Dataset entries:
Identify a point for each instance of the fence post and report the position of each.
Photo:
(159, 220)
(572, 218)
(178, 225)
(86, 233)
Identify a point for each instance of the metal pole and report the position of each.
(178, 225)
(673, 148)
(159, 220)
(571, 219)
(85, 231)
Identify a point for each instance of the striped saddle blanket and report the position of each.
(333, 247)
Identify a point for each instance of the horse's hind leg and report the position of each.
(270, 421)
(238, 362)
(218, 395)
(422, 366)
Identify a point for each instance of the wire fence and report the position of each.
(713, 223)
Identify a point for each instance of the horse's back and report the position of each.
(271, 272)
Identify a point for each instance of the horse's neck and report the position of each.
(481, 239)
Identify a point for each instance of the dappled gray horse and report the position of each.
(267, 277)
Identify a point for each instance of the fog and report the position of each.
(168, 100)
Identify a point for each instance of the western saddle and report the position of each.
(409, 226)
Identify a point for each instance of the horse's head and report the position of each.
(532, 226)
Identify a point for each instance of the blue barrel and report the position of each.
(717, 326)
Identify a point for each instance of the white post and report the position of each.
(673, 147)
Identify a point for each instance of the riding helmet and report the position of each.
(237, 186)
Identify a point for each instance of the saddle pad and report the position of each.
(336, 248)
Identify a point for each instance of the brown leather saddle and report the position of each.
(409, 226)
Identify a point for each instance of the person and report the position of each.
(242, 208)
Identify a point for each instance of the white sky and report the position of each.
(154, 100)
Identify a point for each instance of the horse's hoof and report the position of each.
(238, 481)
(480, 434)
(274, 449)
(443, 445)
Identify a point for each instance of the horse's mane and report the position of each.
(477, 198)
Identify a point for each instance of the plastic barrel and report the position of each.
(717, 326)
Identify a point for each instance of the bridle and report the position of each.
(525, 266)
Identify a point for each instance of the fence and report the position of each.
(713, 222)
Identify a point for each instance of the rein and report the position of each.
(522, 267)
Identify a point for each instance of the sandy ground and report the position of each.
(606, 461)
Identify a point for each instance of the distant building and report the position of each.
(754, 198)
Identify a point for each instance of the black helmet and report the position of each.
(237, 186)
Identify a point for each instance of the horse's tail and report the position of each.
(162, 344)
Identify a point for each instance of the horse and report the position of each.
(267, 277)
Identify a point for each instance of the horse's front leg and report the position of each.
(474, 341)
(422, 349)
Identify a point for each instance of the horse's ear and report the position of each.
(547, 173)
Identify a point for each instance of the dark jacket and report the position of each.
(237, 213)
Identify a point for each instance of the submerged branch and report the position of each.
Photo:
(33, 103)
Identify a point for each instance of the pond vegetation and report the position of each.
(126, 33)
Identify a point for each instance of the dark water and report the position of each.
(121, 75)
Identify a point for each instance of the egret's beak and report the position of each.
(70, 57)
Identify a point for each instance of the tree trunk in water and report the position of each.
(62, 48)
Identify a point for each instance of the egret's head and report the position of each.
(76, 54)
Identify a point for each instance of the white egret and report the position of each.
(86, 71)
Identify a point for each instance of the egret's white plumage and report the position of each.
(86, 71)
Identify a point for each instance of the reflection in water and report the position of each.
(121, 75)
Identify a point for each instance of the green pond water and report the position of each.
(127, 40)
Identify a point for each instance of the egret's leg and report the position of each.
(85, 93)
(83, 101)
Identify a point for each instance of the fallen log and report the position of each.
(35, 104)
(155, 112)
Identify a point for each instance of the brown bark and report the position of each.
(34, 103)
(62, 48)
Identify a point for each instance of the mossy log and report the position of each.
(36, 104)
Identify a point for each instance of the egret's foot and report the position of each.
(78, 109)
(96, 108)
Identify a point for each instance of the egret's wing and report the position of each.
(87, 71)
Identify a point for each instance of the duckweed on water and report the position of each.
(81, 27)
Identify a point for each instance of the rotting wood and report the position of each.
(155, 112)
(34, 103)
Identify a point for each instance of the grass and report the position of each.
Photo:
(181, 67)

• _WHAT THE TASK ASKS_
Now write the data shown above out again, word for word.

• _EXPECTED OUTPUT_
Identify a point for each instance of the fence post and report the position of each.
Photo:
(159, 220)
(572, 218)
(178, 225)
(86, 233)
Identify a point for each instance of the metal pole and report the position of each.
(178, 225)
(673, 148)
(159, 220)
(571, 219)
(85, 231)
Identify a point for each instance of the striped saddle blanket and report the position of each.
(333, 247)
Identify a point for each instance of the horse's hind leg and report the position of each.
(270, 421)
(238, 362)
(218, 395)
(422, 366)
Identify a point for each instance of the wire fence and report the position of each.
(713, 223)
Identify a point for each instance of the horse's back and report the position of each.
(271, 272)
Identify a point for each instance of the horse's neck and report the position of each.
(481, 239)
Identify a point for each instance of the dappled gray horse and report the position of each.
(267, 277)
Identify a point for each instance of the fog and report the position of each.
(168, 100)
Identify a point for each instance of the western saddle and report the position of each.
(409, 226)
Identify a point for each instance of the horse's head and report the position of each.
(532, 226)
Identify a point for each instance of the blue barrel and report the position of each.
(717, 326)
Identify a point for each instance of the white post and report the position of each.
(673, 147)
Identify a point for each instance of the riding helmet and report the position of each.
(237, 186)
Identify a point for each instance of the saddle pad and report the position of each.
(336, 248)
Identify a point for each instance of the brown leather saddle and report the position of each.
(409, 226)
Identify a point for each instance of the person and report the position of each.
(242, 208)
Identify a point for each instance of the white sky and report the position of each.
(154, 100)
Identify a point for each instance of the horse's hoof and report the position of each.
(238, 481)
(480, 434)
(274, 449)
(443, 445)
Identify a point for each instance of the horse's mane and report the position of each.
(477, 198)
Identify a point for each instance of the plastic barrel and report the position of each.
(717, 326)
Identify a point for each instance of the bridle and report the position of each.
(525, 266)
Identify a point for each instance of the fence and report the position of each.
(713, 222)
Identify a point for each instance of the rein and report the position of each.
(522, 267)
Identify a point for each instance of the sandy ground and report the position of each.
(606, 461)
Identify a point for each instance of the distant building and report the position of each.
(754, 198)
Identify a point for each instance of the black helmet and report the position of each.
(237, 186)
Identify a point for each instance of the horse's tail and report the position of each.
(162, 344)
Identify a point for each instance of the horse and report the position of each.
(267, 277)
Identify a point for each instance of the horse's front leg and report the position of each.
(474, 341)
(422, 349)
Identify a point for each instance of the horse's ear and report the position of each.
(547, 173)
Identify a point for each instance of the dark jacket and report the position of each.
(237, 213)
Identify a point for each instance of the submerged branch and report the position of each.
Photo:
(33, 103)
Identify a point for each instance of the pond vegetation and report the position of each.
(126, 33)
Identify a point for each instance of the dark water and report the position of each.
(121, 75)
Identify a point for each instance of the egret's beak and report the position of each.
(70, 57)
Identify a point for each instance of the tree trunk in water and report the position of each.
(62, 48)
Identify a point for each instance of the egret's head and report the position of each.
(76, 54)
Identify a point for each instance of the white egret and report the position of each.
(86, 71)
Identify a point for each instance of the egret's white plumage and report the position of each.
(86, 71)
Identify a point for each instance of the reflection in water and report the position of each.
(121, 75)
Identify a point for each instance of the green pond water and report the position of each.
(127, 40)
Identify a point for each instance of the egret's leg and report the position of each.
(85, 93)
(83, 101)
Identify a point for each instance of the fallen log and report the position of each.
(35, 104)
(155, 112)
Identify a point for each instance of the brown bark and report the position of each.
(34, 103)
(62, 48)
Identify a point for each instance of the mossy log and report the position of each.
(36, 104)
Identify a point for each instance of the egret's foot and report the position of each.
(78, 109)
(96, 108)
Identify a point for each instance of the egret's wing and report the position of each.
(87, 71)
Identify a point for each instance of the duckweed on water and report the position of each.
(81, 27)
Identify a point for each instance of the rotting wood and report the position of each.
(155, 112)
(34, 103)
Identify a point for each instance of the grass and report the position of each.
Photo:
(181, 67)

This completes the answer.